• [To do]: Each line in the data holding "below" should be listed.

[Point-per-instance localization data]

+ + + + +

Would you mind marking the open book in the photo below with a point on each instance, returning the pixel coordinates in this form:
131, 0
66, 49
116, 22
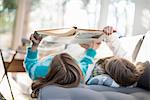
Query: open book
71, 35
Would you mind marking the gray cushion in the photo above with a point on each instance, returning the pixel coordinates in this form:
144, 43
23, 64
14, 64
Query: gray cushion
144, 81
59, 93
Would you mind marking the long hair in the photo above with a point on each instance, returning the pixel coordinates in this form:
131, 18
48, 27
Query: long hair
121, 70
64, 72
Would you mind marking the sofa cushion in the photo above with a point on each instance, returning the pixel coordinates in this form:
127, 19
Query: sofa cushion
59, 93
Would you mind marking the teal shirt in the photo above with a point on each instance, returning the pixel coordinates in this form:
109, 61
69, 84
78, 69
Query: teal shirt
39, 68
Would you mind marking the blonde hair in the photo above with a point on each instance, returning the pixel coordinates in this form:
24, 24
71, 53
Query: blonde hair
64, 72
121, 70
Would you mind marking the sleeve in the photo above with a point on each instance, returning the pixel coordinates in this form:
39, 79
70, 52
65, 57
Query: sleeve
114, 44
34, 67
87, 60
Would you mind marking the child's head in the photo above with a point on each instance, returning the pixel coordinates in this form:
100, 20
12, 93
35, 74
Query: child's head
121, 70
64, 71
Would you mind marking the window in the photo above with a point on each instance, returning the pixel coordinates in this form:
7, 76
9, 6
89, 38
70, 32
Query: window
7, 18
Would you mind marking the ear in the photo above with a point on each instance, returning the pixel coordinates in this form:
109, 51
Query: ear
140, 67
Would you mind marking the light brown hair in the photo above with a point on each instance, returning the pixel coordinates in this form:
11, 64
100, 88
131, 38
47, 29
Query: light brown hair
64, 72
121, 70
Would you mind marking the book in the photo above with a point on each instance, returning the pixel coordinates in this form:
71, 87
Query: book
71, 35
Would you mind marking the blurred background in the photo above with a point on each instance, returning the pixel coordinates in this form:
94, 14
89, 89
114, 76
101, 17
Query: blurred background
20, 18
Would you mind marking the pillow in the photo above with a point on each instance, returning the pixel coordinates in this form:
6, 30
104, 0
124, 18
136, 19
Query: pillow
144, 81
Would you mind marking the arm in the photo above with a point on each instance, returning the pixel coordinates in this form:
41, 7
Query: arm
87, 60
34, 67
113, 42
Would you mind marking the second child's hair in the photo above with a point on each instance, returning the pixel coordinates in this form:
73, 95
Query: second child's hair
121, 70
64, 72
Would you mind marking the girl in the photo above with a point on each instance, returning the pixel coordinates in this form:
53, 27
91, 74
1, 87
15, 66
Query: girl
61, 70
114, 71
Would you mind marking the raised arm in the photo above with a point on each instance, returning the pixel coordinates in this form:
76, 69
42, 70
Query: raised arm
35, 68
90, 53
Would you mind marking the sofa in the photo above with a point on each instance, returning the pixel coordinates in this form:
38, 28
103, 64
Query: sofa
100, 92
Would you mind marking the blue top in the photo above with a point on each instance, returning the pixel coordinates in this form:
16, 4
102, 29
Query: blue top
37, 69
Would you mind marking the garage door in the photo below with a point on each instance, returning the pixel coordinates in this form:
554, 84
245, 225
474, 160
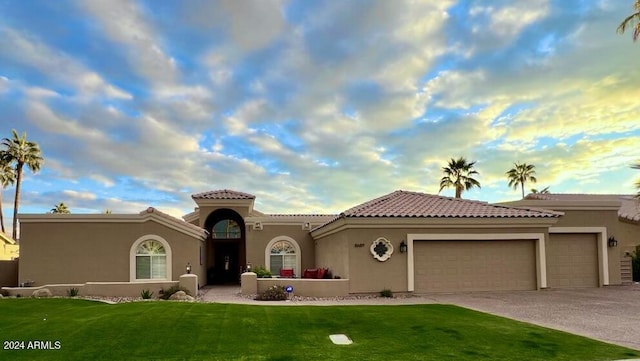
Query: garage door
572, 260
447, 266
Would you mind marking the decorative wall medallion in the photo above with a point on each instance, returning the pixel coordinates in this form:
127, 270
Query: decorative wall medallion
381, 249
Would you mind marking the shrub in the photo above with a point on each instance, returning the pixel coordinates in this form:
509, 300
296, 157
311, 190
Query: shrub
635, 264
165, 294
262, 272
273, 293
73, 292
146, 294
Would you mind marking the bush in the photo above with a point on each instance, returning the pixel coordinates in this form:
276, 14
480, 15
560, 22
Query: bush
146, 294
273, 293
262, 272
73, 292
165, 294
635, 264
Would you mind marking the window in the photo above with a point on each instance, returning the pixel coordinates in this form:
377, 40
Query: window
226, 229
150, 259
283, 252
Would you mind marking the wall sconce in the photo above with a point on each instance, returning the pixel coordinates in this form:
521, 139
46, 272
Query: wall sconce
403, 247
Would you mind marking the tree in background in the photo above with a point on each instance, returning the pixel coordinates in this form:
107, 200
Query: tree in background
520, 174
7, 178
544, 190
60, 208
632, 21
20, 152
637, 166
459, 174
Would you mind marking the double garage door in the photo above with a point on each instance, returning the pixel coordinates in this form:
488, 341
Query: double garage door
450, 266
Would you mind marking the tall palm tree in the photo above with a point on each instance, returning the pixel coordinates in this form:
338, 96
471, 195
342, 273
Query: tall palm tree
60, 208
459, 174
637, 166
7, 178
521, 174
21, 152
633, 21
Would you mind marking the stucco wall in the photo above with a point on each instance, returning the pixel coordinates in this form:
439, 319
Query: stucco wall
69, 252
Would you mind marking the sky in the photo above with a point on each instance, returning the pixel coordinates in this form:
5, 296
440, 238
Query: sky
314, 106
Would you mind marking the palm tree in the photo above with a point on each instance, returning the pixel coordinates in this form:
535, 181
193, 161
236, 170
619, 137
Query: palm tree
521, 174
637, 166
60, 208
459, 174
21, 152
633, 21
7, 177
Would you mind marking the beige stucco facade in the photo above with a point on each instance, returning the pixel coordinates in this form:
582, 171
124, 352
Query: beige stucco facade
564, 244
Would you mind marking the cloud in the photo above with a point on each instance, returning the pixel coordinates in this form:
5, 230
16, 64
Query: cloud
49, 62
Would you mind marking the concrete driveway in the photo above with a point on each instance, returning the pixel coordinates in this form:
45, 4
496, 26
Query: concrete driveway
610, 314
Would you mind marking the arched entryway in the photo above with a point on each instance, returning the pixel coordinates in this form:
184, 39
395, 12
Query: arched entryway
226, 252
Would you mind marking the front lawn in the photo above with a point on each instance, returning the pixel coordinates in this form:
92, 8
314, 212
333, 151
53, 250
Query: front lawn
87, 330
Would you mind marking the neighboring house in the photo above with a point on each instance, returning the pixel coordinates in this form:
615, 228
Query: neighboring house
403, 241
9, 250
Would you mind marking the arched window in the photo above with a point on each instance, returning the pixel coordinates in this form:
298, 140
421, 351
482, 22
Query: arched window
227, 228
283, 252
150, 259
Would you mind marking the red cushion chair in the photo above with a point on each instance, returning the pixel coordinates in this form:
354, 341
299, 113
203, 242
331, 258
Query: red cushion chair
286, 273
310, 273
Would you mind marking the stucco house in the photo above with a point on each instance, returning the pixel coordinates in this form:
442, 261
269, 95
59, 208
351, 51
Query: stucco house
403, 241
10, 250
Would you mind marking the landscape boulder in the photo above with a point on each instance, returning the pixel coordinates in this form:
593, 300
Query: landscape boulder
180, 296
41, 293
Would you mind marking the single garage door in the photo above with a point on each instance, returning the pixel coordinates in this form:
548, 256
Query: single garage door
572, 260
447, 266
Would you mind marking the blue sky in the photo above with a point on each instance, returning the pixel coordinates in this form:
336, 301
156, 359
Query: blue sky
314, 106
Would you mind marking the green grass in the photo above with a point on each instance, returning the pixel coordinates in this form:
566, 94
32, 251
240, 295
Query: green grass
90, 330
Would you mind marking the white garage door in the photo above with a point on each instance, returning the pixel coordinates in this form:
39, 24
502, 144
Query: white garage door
447, 266
572, 260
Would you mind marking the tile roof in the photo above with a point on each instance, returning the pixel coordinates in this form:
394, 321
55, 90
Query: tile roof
172, 219
629, 204
223, 194
420, 205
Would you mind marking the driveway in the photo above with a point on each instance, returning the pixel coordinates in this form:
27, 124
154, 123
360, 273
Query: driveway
610, 314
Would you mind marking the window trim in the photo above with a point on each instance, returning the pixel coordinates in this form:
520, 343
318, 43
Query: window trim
132, 258
296, 246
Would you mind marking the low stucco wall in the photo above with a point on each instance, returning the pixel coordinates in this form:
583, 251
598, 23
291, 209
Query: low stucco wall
308, 287
98, 289
9, 273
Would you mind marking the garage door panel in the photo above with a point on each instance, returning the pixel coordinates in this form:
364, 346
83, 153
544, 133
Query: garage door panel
445, 266
572, 260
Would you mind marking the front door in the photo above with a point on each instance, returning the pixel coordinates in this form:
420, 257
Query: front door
226, 265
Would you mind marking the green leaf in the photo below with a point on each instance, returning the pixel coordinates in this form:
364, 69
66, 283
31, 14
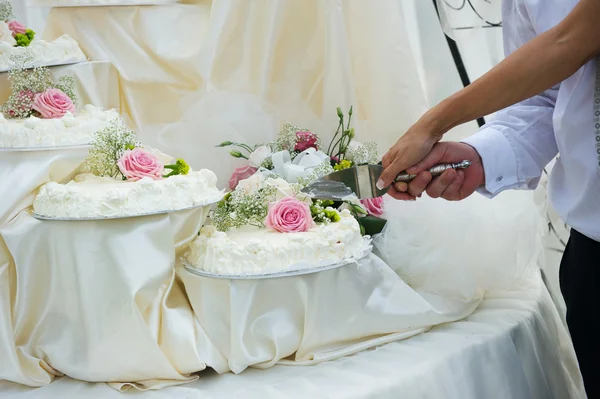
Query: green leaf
372, 225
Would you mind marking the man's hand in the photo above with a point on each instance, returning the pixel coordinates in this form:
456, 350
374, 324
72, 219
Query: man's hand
411, 148
452, 185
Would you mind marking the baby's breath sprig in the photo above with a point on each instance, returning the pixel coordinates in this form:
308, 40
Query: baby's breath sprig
239, 209
108, 145
6, 11
372, 153
318, 171
67, 85
287, 139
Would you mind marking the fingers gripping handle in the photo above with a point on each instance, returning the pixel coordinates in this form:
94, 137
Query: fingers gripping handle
435, 171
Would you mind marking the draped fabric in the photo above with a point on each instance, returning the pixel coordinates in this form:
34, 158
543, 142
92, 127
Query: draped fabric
98, 300
194, 75
513, 346
313, 318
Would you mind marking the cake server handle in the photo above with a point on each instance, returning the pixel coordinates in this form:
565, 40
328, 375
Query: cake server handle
435, 171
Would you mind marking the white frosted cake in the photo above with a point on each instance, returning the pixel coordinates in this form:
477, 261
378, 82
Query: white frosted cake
90, 196
252, 250
64, 50
65, 131
83, 3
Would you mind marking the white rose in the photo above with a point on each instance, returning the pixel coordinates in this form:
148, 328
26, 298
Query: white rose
251, 184
259, 155
284, 189
6, 34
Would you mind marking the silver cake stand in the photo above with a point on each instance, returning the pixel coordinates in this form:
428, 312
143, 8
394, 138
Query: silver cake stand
54, 148
287, 273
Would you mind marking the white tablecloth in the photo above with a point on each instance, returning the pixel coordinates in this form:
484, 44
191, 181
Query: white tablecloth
513, 347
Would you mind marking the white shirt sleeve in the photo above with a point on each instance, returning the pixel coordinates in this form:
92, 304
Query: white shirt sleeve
517, 144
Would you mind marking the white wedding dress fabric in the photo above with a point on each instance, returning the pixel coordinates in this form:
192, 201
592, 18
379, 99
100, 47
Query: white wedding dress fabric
309, 319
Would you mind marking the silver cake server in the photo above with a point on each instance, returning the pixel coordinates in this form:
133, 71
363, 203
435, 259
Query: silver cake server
361, 181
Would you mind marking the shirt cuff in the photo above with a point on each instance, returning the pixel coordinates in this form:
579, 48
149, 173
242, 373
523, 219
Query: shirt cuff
500, 163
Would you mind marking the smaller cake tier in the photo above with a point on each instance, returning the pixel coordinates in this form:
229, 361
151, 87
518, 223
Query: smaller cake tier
64, 50
66, 131
251, 250
90, 196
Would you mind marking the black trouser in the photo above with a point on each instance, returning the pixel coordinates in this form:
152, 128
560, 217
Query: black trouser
580, 285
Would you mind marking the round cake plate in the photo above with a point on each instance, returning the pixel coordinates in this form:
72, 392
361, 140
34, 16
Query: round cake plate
288, 273
33, 149
42, 217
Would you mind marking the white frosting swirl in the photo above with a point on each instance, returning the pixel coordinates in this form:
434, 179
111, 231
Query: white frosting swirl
89, 196
250, 250
63, 50
68, 130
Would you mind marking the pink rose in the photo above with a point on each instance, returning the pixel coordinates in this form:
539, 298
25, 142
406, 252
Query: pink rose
289, 215
136, 164
241, 174
53, 103
305, 140
374, 206
16, 27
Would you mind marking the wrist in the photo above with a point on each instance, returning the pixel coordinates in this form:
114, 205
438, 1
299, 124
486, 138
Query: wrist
437, 121
476, 163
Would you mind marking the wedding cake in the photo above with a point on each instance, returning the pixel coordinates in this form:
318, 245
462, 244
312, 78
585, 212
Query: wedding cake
266, 224
89, 196
42, 113
16, 40
252, 250
68, 130
122, 178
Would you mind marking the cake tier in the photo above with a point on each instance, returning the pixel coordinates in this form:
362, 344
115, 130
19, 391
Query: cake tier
89, 196
66, 131
82, 3
63, 50
251, 250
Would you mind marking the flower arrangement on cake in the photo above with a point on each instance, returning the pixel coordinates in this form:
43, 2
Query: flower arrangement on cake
266, 225
11, 31
122, 178
42, 112
16, 38
299, 157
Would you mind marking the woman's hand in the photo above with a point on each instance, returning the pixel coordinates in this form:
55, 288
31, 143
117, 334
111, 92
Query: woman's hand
452, 185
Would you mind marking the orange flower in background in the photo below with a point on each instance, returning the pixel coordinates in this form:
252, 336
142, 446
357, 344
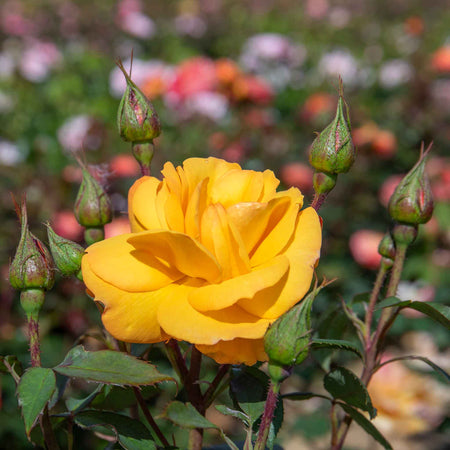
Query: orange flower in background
364, 248
415, 409
440, 60
215, 255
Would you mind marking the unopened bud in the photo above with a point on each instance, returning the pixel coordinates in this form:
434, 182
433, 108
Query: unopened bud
66, 254
92, 205
324, 182
287, 340
386, 248
333, 151
32, 266
137, 119
412, 201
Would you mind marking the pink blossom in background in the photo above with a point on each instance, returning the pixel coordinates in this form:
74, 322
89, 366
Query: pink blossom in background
234, 152
298, 175
191, 77
417, 291
152, 76
131, 19
364, 248
124, 166
37, 59
13, 20
119, 225
388, 188
65, 224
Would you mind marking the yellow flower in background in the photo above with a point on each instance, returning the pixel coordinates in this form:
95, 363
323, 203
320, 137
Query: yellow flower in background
215, 255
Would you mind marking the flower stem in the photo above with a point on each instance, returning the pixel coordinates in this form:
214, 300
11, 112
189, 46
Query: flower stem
267, 417
149, 417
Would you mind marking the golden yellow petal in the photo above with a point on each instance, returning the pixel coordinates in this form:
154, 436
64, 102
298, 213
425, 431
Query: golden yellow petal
180, 320
221, 238
131, 269
237, 351
142, 205
302, 252
180, 251
128, 316
218, 296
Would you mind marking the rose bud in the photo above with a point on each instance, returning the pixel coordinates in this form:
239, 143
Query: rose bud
32, 267
286, 341
66, 254
92, 205
333, 151
412, 201
137, 119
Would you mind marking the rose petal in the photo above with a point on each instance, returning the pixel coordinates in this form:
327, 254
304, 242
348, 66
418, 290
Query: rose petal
280, 227
128, 316
118, 262
180, 320
302, 252
237, 351
178, 250
142, 205
221, 238
219, 296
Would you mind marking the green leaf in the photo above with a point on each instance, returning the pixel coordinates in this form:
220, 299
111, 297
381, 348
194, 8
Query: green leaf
34, 391
109, 367
186, 416
10, 364
336, 344
248, 389
131, 434
436, 311
420, 358
366, 425
232, 412
343, 384
299, 396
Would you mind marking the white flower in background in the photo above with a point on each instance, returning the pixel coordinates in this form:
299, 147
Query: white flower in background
138, 25
141, 72
395, 73
190, 25
339, 63
10, 154
37, 59
73, 133
274, 57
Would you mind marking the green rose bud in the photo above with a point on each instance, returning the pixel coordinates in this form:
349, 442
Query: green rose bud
137, 119
92, 206
412, 201
66, 254
386, 248
333, 151
287, 340
32, 267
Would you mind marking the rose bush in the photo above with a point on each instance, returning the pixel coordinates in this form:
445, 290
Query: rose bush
215, 255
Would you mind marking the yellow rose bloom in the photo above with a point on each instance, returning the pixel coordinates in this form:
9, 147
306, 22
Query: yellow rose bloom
214, 257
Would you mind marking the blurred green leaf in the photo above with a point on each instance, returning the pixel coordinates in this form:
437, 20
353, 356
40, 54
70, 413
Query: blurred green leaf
366, 425
110, 367
336, 344
343, 384
34, 391
186, 416
131, 434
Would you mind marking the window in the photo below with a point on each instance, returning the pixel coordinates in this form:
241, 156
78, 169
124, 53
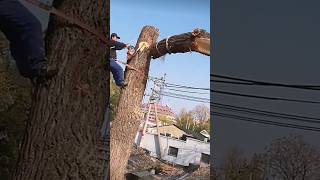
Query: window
205, 158
173, 151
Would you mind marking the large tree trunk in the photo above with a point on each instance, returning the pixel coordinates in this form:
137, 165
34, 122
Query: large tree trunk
63, 129
127, 119
128, 114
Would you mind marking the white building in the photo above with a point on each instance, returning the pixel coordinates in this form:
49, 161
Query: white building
162, 111
182, 151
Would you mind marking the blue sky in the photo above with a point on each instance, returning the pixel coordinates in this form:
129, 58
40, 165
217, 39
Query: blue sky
171, 18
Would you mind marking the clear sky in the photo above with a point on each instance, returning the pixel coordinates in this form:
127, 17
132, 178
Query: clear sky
171, 18
272, 41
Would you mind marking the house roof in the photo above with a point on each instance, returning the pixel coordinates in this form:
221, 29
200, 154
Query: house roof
188, 133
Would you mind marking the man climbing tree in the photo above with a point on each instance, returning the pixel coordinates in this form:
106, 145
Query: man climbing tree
116, 69
63, 129
128, 115
24, 32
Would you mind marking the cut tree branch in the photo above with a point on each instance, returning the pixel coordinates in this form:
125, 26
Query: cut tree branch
198, 41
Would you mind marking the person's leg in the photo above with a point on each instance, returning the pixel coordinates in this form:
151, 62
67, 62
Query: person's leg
20, 59
21, 27
117, 72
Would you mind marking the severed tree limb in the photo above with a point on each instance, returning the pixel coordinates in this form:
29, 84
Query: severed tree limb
198, 41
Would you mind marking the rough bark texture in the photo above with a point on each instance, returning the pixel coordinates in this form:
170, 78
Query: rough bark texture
127, 119
128, 115
63, 129
181, 43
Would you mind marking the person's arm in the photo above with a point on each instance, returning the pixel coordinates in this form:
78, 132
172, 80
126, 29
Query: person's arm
117, 45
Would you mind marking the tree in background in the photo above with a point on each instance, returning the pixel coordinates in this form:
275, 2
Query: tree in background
201, 113
185, 120
291, 158
164, 120
287, 158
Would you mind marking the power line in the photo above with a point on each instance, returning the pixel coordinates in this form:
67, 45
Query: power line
261, 83
267, 113
241, 95
186, 91
186, 87
182, 95
190, 99
264, 97
266, 122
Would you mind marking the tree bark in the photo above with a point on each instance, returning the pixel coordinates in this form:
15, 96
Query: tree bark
128, 114
198, 41
62, 133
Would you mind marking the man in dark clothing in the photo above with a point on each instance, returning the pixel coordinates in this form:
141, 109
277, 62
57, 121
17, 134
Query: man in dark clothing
116, 69
24, 32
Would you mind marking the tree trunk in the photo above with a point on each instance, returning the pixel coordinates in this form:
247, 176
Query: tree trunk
128, 114
62, 133
198, 40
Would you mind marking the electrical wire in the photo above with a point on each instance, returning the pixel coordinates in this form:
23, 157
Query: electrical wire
264, 97
266, 122
253, 82
269, 114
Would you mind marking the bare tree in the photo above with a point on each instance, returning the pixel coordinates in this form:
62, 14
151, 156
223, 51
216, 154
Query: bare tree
290, 158
127, 119
61, 138
201, 113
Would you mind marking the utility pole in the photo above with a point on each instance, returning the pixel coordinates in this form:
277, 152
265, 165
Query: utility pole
154, 100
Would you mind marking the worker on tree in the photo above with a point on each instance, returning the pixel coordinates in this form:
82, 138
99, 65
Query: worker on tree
24, 32
130, 53
116, 69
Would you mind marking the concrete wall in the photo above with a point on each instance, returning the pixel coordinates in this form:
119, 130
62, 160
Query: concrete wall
173, 130
188, 151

+ + + + +

• [Exercise solution]:
Would you mind marking the open book in the photo below with a point on each instance, returning the pixel coordinates in this form:
Would you mind marking the garage door in the photo below with a point on each instance, returning the pixel coordinates in this form:
Would you mind marking the green leaf in the photo below with a point on each instance, returning the pixel coordinates in this form:
Would you mind marking the orange flower in background in the photo below with a point on each instance, returning the pixel coordinates in this form:
Would you mind marking the window in the photo below with a point on each instance, returning the pixel coordinates in this form:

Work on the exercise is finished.